• [Instructions to follow]:
Reproduce every one of the records below verbatim, line for line, with no changes.

• [Supplied records]:
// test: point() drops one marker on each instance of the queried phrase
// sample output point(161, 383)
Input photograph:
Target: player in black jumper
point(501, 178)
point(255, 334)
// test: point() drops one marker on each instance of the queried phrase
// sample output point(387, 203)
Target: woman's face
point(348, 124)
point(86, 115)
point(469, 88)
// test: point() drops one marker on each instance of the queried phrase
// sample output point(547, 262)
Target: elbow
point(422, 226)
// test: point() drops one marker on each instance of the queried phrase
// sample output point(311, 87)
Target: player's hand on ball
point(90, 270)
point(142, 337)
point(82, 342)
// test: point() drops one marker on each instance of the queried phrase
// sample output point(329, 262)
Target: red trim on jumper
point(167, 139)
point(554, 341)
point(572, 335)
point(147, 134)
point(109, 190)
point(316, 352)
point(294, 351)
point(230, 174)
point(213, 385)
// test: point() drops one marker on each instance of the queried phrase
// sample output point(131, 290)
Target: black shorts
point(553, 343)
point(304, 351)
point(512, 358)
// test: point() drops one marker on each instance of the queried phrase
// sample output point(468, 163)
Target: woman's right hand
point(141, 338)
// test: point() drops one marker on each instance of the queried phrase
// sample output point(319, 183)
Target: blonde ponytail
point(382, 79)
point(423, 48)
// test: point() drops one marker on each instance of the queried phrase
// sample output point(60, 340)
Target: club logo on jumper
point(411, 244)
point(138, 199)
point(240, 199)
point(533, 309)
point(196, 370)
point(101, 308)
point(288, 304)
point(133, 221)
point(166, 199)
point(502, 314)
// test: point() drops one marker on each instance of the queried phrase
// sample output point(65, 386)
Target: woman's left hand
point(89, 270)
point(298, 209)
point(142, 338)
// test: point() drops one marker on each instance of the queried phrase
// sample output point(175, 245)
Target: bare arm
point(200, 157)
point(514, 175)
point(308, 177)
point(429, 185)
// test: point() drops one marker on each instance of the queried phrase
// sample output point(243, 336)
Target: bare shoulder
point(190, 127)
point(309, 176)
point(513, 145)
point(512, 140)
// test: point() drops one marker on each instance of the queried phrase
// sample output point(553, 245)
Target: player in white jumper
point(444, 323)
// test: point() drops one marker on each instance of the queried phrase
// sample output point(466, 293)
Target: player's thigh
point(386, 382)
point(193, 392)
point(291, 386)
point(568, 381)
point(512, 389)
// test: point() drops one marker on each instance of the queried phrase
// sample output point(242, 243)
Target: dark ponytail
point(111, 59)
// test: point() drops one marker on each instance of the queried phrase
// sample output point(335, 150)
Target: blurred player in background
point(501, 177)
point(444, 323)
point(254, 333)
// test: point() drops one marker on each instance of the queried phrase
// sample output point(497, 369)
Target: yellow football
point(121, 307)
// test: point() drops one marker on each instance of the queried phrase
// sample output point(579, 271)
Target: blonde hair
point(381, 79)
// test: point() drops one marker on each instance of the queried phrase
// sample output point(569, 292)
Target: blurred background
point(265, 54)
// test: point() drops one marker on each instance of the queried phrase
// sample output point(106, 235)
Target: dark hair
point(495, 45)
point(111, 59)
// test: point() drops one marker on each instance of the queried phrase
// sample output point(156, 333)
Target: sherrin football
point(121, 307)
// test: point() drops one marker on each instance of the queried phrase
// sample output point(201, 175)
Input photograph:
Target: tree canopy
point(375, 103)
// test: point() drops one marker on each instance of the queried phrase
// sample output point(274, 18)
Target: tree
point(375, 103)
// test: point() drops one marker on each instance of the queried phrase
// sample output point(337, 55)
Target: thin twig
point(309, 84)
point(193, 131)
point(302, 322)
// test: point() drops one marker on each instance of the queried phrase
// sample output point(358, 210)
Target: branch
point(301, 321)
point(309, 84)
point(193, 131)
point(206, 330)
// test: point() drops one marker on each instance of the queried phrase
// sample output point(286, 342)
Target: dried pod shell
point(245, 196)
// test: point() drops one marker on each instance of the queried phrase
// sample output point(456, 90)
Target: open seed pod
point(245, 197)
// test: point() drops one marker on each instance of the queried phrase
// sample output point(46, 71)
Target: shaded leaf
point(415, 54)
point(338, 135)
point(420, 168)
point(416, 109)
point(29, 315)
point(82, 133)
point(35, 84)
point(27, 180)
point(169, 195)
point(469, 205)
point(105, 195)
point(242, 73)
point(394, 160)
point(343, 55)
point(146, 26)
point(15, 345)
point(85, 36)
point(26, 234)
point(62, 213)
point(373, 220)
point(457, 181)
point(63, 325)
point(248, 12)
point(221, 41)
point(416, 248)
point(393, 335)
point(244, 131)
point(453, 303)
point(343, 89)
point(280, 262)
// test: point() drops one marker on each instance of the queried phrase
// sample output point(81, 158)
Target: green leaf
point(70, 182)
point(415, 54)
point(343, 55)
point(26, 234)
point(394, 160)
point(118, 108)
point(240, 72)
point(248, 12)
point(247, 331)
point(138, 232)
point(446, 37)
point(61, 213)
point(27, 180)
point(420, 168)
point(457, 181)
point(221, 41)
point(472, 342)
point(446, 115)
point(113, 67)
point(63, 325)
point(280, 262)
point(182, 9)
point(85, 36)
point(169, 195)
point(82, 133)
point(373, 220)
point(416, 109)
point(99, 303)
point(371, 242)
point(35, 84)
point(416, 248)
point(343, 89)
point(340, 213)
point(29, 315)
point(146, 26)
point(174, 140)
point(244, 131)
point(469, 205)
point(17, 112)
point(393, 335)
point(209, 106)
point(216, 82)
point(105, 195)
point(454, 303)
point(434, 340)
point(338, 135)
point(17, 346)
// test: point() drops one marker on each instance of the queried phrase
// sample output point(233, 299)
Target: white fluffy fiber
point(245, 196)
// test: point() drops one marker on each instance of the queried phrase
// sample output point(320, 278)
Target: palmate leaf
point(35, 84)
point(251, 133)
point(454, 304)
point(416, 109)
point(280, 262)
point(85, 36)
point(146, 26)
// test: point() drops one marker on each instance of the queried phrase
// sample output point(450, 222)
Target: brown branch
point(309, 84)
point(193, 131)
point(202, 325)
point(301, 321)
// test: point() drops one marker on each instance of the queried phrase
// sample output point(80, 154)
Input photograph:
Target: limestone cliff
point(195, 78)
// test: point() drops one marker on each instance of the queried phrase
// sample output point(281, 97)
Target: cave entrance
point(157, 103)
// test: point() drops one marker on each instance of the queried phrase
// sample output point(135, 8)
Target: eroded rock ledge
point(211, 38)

• [Response to this task]:
// test: point() drops one marker on each instance of the queried phrase
// sample output point(161, 383)
Input photograph:
Target: player in black jumper
point(501, 178)
point(255, 334)
// test: point() drops one marker on each instance of the queried phrase
// sample output point(387, 203)
Target: woman's face
point(348, 124)
point(86, 115)
point(469, 88)
// test: point() drops one marker on each instance of the queried phrase
// sample output point(547, 262)
Target: elbow
point(422, 226)
// test: point() drops one marker on each instance of the queried phrase
// sample output point(311, 87)
Target: player's hand on ball
point(90, 270)
point(142, 337)
point(82, 342)
// test: point() drops one marker on each instance of the queried phrase
// sample output point(329, 262)
Target: red trim on jumper
point(167, 139)
point(554, 341)
point(572, 335)
point(147, 134)
point(109, 190)
point(316, 352)
point(294, 351)
point(230, 174)
point(213, 385)
// test: point() drops one marker on each instance of the queried phrase
// sample output point(131, 290)
Target: black shorts
point(553, 343)
point(304, 351)
point(512, 358)
// test: point() drops one marker on each instance of the queried phrase
// sample output point(468, 163)
Target: woman's right hand
point(141, 338)
// test: point() drops one marker on each instance of the queried phrase
// sample output point(319, 183)
Target: blonde ponytail
point(382, 79)
point(423, 48)
// test: point() drops one marker on each instance of the queried phrase
// sample output point(60, 340)
Target: club logo on jumper
point(411, 244)
point(138, 199)
point(240, 199)
point(533, 309)
point(196, 370)
point(101, 308)
point(288, 304)
point(133, 221)
point(166, 199)
point(502, 314)
// test: point() drops one marker on each instance of the queried phrase
// sample output point(65, 386)
Target: woman's left hand
point(89, 270)
point(298, 209)
point(142, 338)
// test: point() drops one marker on each instance of the queried phrase
// sample output point(175, 245)
Target: bare arm
point(200, 157)
point(514, 175)
point(308, 177)
point(429, 185)
// test: point() drops one marker on each instance of the queried phrase
// sample output point(243, 336)
Target: bare shoulder
point(190, 127)
point(309, 176)
point(513, 145)
point(512, 140)
// test: point() drops one marker on each instance of the queried phrase
// sample output point(553, 245)
Target: player in white jumper
point(444, 323)
// test: point() drops one marker on each instance of the queried phrase
// sample output point(466, 293)
Target: player's thigh
point(386, 382)
point(193, 392)
point(291, 386)
point(568, 381)
point(512, 389)
// test: point() drops one marker on each instance of the queried phrase
// sample output point(242, 243)
Target: dark ponytail
point(111, 59)
// test: point() drops one marker on each instance of the queried phrase
// sample output point(335, 150)
Target: blurred player in background
point(501, 177)
point(444, 323)
point(254, 333)
// test: point() drops one marker on each instance of the queried phrase
// sample output point(497, 369)
Target: yellow football
point(121, 307)
// test: point() drops one marker on each instance of the queried phrase
// sample output point(579, 271)
Target: blonde hair
point(381, 79)
// test: point() drops one marker on each instance of the queried phrase
// sample output point(569, 292)
Target: blurred background
point(265, 54)
// test: point() drops one marker on each instance of the queried phrase
// sample output point(106, 235)
Target: dark hair
point(495, 45)
point(111, 59)
// test: point() drops one marker on each instance of the queried phrase
// sample output point(156, 333)
Target: sherrin football
point(121, 307)
// test: point() drops one marker on each instance of the queried phrase
// sample output point(201, 175)
Input photograph:
Target: tree canopy
point(375, 103)
// test: point() drops one marker on each instance of the queried phrase
// sample output point(274, 18)
Target: tree
point(375, 103)
// test: point() drops one marker on each instance of the queried phrase
// sample output point(337, 55)
Target: thin twig
point(309, 84)
point(193, 131)
point(302, 322)
// test: point() drops one marker on each instance of the queried phrase
// sample output point(358, 210)
Target: branch
point(301, 321)
point(309, 84)
point(193, 131)
point(206, 330)
// test: point() drops one marker on each instance of the queried phrase
// sample output point(286, 342)
Target: dried pod shell
point(245, 196)
// test: point() drops one marker on each instance of the queried phrase
// sample output point(456, 90)
Target: open seed pod
point(245, 197)
// test: point() drops one marker on each instance of the queried phrase
// sample output point(46, 71)
Target: shaded leaf
point(415, 54)
point(338, 135)
point(420, 168)
point(416, 109)
point(29, 315)
point(82, 133)
point(35, 84)
point(27, 180)
point(169, 195)
point(469, 205)
point(105, 195)
point(242, 73)
point(394, 160)
point(343, 55)
point(146, 26)
point(15, 345)
point(85, 36)
point(26, 234)
point(62, 213)
point(373, 220)
point(457, 181)
point(63, 325)
point(248, 12)
point(221, 41)
point(416, 248)
point(393, 335)
point(244, 131)
point(453, 303)
point(343, 89)
point(280, 262)
// test: point() drops one marker on each instance of the queried phrase
// sample output point(81, 158)
Target: green leaf
point(70, 182)
point(415, 54)
point(343, 55)
point(26, 234)
point(394, 160)
point(118, 108)
point(240, 72)
point(248, 12)
point(247, 331)
point(138, 232)
point(446, 37)
point(61, 213)
point(27, 180)
point(420, 168)
point(457, 181)
point(221, 41)
point(472, 342)
point(446, 115)
point(113, 67)
point(63, 325)
point(280, 262)
point(182, 9)
point(85, 36)
point(169, 195)
point(82, 133)
point(373, 220)
point(416, 109)
point(99, 303)
point(371, 242)
point(35, 84)
point(416, 248)
point(343, 89)
point(340, 213)
point(29, 315)
point(146, 26)
point(174, 140)
point(244, 131)
point(469, 205)
point(17, 112)
point(393, 335)
point(209, 106)
point(216, 82)
point(105, 195)
point(454, 303)
point(434, 340)
point(338, 135)
point(17, 346)
// test: point() drops one marker on each instance of the queried phrase
// sample output point(233, 299)
Target: white fluffy fiber
point(245, 196)
// test: point() drops one marker on each instance of the queried phrase
// sample output point(320, 278)
Target: palmate leaf
point(35, 84)
point(251, 133)
point(454, 304)
point(416, 109)
point(280, 262)
point(85, 36)
point(146, 26)
// test: point() drops one marker on each instance of the queried phrase
// sample output point(450, 222)
Target: brown branch
point(309, 84)
point(193, 131)
point(202, 325)
point(301, 321)
// test: point() drops one marker on each instance of the queried phrase
// sample output point(80, 154)
Input photograph:
Target: limestone cliff
point(195, 78)
// test: point() drops one marker on each instance of the queried phrase
// sample output point(281, 97)
Target: cave entrance
point(157, 103)
// test: point() drops one marker on each instance of the queried phrase
// sample output point(135, 8)
Target: eroded rock ledge
point(211, 38)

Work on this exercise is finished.